WORK INSTRUCTIONS:
**a.** Determine whether each of the following statements agrees with the essay on worship below, answering yes or no and quoting the deciding words of the essay: (i) worship is an inalienable human right inherent in all men; (ii) three distinct phases are distinguished in God's redemptive work through which worship is restored; (iii) an intellectual apprehension of doctrinal theory in itself brings a man into living fellowship with God.
**b.** Return, word for word, the portion of the essay on worship below between "We may distinguish" and "to worship God.", inclusive.

PAGE EXTRACT:
-.-.-

“O worship the Lord in the beauty of holiness.”
“The Lord looked down from heaven upon the children of men, to see if there were any that did understand, and seek God. They are all gone aside, they are all together become filthy; there is none that doeth good, no not one.” (Psalm 14:2, 3) This positively correct evaluation of mankind by the Lord describes the basic reason that true worship of God among men is impossible. Idolatrous man worships but the object he serves is only an imaginary god. His carnal mind is not subject to the law of God, neither indeed can it be. The result of this sad situation is that “they that are in the flesh cannot please God.” (Romans 8:7, 8)
Hopeless as this situation is; a glorious light shines through in the gospel of our Lord Jesus Christ. “As sin hath reigned unto death, even so might grace reign through righteousness unto eternal life by Jesus Christ our Lord.” (Romans 5:21) It is this grace alone that restores man to his proper relationship to God and enables him to enter His courts with praise and thanksgiving and to offer our bodies as living sacrifices unto Him, which is our reasonable service. Important it is that we understand this, for only then will we realize that worship is more than an obligation or responsibility. It is a blessed privilege. It is the gift of life itself.
The act of worship on man’s part then is never a favor or work which he performs and which obligates God to return to him a reward. Neither may worship be construed as man’s activity whereby he appeases a wrathful God and induces Him to abandon His punitive work. When man worships God, he is not exercising an inalienable human right that is inherent in all men. The fact is that man has completely lost the right to approach God and nothing that he can do is able to restore to him that right. When we conceive of worship along these paganistic lines, we are altogether on the wrong track and have a completely false perspective of this important matter.
In worship, as in all things, GOD is first and last and all in all! Without Him we can do nothing. Our worship of Him then consists of our actively exercising the privilege of participating in His own gracious work wherein He restores an estranged relationship and receives us in fellowship on the basis of His own redemptive work. This privilege is not earned or merited by us in any way. It is the gift of His free and sovereign grace. Soli Deo gloria!
We may distinguish three distinct phases in this redemptive work of God through which worship is restored to us, His people. These three phases constitute one perfect work which is positively essential and without which we remain eternally strangers to God’s House, no matter how close we may be, in the physical sense of the word, to that house in the present world. A mere form of godliness, devoid of the power of God that works salvation, is not worship. An intellectual apprehension of doctrinal theory or mere acquaintance with ecclesiastical creeds and history does not in itself bring a man into living fellowship with God, wherein he enjoys the blessings of true worship. Only when the living word of the living God becomes the power that brings man into subjection in his confession and in his life can it be said that man has been taught to worship God.

-.-.-

DATA LINES:

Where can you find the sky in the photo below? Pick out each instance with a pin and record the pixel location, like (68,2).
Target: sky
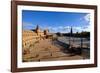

-.-.-

TASK-BY-TASK OUTPUTS:
**a.**
(i) No: "When man worships God, he is not exercising an inalienable human right that is inherent in all men."
(ii) Yes: "We may distinguish three distinct phases in this redemptive work of God through which worship is restored to us, His people."
(iii) No: "An intellectual apprehension of doctrinal theory or mere acquaintance with ecclesiastical creeds and history does not in itself bring a man into living fellowship with God"

**b.**
We may distinguish three distinct phases in this redemptive work of God through which worship is restored to us, His people. These three phases constitute one perfect work which is positively essential and without which we remain eternally strangers to God’s House, no matter how close we may be, in the physical sense of the word, to that house in the present world. A mere form of godliness, devoid of the power of God that works salvation, is not worship. An intellectual apprehension of doctrinal theory or mere acquaintance with ecclesiastical creeds and history does not in itself bring a man into living fellowship with God, wherein he enjoys the blessings of true worship. Only when the living word of the living God becomes the power that brings man into subjection in his confession and in his life can it be said that man has been taught to worship God.